▶ [WHAT IS ASKED] Please locate every line in the records below that contains the word "tree", and copy each of those lines.

▶ [MATERIAL FOR THIS TASK]

============

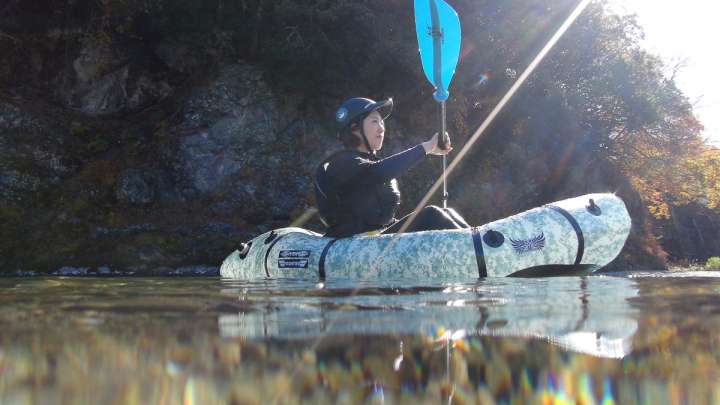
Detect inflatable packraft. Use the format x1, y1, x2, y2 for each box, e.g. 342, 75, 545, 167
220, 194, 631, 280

============

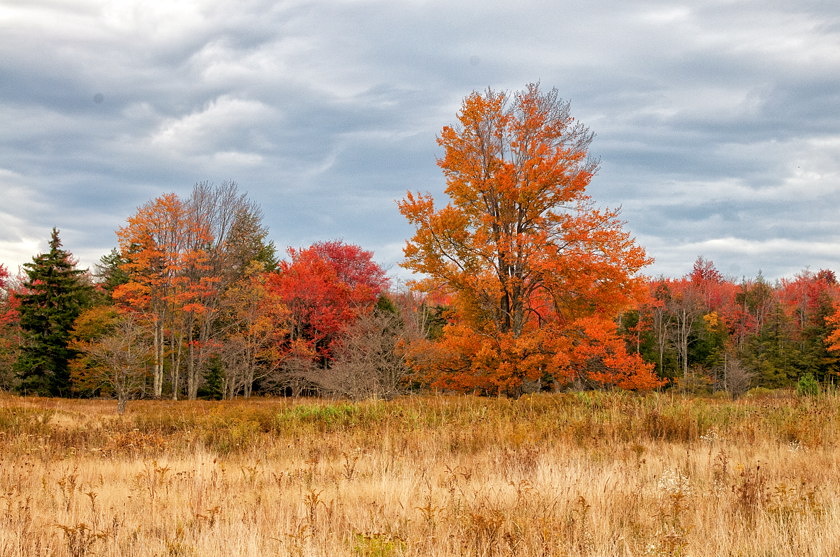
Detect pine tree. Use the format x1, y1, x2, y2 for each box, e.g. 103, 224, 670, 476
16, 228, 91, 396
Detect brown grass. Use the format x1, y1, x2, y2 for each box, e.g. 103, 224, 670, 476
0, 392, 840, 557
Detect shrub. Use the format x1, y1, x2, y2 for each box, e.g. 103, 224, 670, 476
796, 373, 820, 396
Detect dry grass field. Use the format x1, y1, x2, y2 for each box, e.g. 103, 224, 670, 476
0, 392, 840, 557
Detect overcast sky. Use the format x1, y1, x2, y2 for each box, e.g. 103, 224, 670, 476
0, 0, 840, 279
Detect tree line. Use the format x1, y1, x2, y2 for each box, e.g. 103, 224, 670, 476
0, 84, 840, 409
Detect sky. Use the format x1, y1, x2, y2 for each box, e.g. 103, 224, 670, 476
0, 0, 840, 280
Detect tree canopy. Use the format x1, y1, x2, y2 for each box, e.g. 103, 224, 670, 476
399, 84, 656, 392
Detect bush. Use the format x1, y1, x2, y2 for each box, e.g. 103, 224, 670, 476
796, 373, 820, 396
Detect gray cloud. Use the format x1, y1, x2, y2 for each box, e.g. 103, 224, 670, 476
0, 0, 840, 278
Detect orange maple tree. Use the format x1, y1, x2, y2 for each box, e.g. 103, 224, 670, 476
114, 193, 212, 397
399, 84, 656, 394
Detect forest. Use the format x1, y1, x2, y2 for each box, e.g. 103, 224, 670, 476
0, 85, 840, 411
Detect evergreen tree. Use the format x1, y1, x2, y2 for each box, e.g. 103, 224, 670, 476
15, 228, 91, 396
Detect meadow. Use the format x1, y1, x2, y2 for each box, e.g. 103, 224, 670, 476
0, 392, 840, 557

============

▶ [COMPLETED EXERCISE]
Detect pine tree. Use the format x1, y1, x2, y2 for each box, e.g. 103, 224, 670, 476
Detect tree line. Use the format x1, y1, x2, y2 for each box, e.g. 103, 224, 670, 476
Detect tree canopy. Use the format x1, y1, x2, y2 for each box, e.g. 103, 224, 670, 476
Detect orange maple tree. Use the format x1, y1, x2, y2 for each box, e.g. 103, 224, 670, 476
Detect evergreen tree. Use the format x1, y1, x2, y2 for each box, e.g. 103, 224, 670, 476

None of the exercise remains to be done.